Problem -> Pick out and copy every line of the records that contains the word "white". Matching is case-sensitive.

Data extract ->
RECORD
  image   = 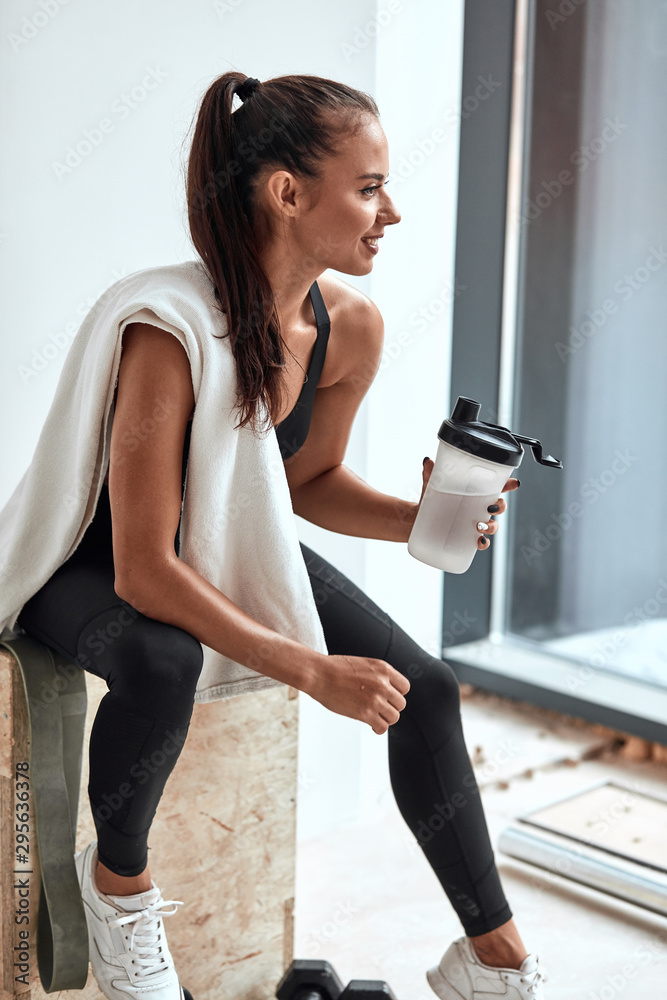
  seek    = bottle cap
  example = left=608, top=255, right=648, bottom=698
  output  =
left=438, top=396, right=563, bottom=469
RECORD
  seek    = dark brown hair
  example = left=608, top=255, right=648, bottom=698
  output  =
left=186, top=72, right=379, bottom=432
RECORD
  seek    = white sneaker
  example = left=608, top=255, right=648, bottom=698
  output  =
left=74, top=840, right=190, bottom=1000
left=426, top=937, right=547, bottom=1000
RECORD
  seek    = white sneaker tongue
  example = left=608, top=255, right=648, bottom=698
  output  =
left=109, top=887, right=160, bottom=912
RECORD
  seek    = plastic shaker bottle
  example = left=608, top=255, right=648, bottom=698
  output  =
left=408, top=396, right=563, bottom=573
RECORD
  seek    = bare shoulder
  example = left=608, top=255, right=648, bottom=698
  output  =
left=317, top=271, right=384, bottom=384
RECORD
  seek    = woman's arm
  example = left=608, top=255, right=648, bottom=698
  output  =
left=109, top=323, right=326, bottom=693
left=285, top=282, right=418, bottom=542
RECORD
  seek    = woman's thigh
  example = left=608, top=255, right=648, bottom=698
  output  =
left=17, top=553, right=126, bottom=673
left=17, top=550, right=204, bottom=718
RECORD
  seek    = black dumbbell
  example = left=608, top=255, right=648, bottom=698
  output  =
left=276, top=958, right=396, bottom=1000
left=276, top=958, right=343, bottom=1000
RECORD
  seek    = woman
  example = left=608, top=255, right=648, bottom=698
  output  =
left=14, top=72, right=544, bottom=1000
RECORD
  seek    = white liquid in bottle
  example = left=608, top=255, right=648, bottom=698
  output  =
left=408, top=488, right=499, bottom=573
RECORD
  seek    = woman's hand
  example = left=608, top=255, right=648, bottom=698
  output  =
left=308, top=655, right=410, bottom=736
left=419, top=458, right=521, bottom=549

Final answer ->
  seek    = white sneaker
  seek    = white sneaker tongue
  seek    = white liquid in bottle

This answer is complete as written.